■ Task to carry out
Reproduce the entries below verbatim, starting at the line that contains "of the child's" and ending at the final line of the entries, with both of those lines included.
***
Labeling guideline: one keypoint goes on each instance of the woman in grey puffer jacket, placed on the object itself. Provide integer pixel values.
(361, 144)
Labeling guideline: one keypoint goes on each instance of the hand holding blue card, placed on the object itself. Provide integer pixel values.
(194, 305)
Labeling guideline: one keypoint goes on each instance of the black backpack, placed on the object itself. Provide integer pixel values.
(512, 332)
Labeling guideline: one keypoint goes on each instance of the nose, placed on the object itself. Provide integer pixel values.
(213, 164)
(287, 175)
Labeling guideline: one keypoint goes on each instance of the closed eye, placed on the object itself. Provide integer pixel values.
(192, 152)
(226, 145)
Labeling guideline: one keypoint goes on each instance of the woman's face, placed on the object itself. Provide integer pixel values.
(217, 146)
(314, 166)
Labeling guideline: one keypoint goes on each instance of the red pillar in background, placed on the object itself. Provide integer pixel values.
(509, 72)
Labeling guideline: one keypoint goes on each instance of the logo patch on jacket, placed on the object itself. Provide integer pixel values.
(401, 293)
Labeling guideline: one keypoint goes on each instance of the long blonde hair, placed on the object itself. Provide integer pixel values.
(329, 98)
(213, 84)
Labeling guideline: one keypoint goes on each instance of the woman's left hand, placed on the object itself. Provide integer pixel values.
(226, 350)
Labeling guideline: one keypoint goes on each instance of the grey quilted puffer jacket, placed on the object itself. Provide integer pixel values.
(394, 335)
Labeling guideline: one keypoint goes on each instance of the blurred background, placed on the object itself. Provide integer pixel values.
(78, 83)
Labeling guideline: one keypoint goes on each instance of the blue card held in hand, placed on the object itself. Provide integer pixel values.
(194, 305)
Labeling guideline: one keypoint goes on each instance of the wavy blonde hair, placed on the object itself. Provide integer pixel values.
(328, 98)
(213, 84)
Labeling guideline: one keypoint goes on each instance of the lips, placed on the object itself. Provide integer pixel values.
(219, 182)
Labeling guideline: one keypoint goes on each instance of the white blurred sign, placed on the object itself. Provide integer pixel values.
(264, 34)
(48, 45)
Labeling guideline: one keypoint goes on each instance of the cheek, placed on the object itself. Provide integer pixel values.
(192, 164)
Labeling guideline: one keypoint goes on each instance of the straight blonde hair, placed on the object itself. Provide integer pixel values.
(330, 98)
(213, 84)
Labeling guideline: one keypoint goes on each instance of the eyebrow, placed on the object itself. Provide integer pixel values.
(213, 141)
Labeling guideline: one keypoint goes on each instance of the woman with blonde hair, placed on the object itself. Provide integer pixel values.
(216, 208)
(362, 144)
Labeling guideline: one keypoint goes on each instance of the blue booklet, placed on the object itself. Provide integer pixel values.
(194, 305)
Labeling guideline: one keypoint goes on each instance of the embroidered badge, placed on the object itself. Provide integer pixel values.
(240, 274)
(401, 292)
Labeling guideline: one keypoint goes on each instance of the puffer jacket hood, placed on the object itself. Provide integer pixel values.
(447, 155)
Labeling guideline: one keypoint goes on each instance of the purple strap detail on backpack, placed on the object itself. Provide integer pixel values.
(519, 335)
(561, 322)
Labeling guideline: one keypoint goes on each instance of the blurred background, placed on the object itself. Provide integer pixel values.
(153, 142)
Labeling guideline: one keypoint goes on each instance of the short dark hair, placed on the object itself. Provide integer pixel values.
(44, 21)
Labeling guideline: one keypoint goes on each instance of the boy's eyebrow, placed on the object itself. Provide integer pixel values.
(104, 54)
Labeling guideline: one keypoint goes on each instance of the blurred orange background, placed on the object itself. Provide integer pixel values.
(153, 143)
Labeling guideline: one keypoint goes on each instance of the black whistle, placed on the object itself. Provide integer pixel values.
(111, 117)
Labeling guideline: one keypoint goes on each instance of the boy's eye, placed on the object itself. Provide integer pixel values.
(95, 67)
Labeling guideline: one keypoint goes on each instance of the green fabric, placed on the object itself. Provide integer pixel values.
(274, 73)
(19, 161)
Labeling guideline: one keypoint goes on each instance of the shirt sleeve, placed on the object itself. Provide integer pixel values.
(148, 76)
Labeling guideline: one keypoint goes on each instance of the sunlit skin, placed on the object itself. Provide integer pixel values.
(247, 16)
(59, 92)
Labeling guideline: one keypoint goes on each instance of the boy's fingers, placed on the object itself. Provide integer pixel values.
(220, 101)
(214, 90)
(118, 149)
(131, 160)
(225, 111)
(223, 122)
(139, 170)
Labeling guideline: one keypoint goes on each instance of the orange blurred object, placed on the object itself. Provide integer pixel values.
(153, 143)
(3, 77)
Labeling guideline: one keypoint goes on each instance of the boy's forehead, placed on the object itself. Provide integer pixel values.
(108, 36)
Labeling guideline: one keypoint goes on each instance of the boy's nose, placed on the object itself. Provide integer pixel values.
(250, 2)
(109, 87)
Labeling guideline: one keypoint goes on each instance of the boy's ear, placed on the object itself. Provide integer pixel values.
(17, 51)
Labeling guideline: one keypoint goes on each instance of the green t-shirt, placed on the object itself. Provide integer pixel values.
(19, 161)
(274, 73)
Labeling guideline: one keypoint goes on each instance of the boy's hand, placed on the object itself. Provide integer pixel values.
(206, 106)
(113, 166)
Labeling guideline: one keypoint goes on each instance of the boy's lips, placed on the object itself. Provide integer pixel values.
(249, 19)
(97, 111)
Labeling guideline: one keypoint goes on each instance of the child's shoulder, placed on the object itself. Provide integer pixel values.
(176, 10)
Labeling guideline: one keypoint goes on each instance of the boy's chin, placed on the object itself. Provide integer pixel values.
***
■ Result
Labeling guideline: one keypoint goes on each instance of the child's shoulder, placed on the object itself. Provide integer pixel values.
(176, 10)
Labeling guideline: one keypoint goes on each instance of the boy's chin, placed on the object itself. Provide integer pixel values.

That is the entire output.